What to produce:
Substitute "Result" for each instance of "Output" in the material below, and reproduce every other part without change.

Bounding box annotation entries:

---*---

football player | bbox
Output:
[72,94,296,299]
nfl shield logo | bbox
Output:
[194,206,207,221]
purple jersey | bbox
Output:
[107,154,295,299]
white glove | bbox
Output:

---*---

Problem solution:
football player | bbox
Result:
[72,94,296,299]
nfl shield logo | bbox
Result:
[194,206,207,221]
purple jersey | bbox
Result:
[107,154,295,299]
white glove | bbox
Result:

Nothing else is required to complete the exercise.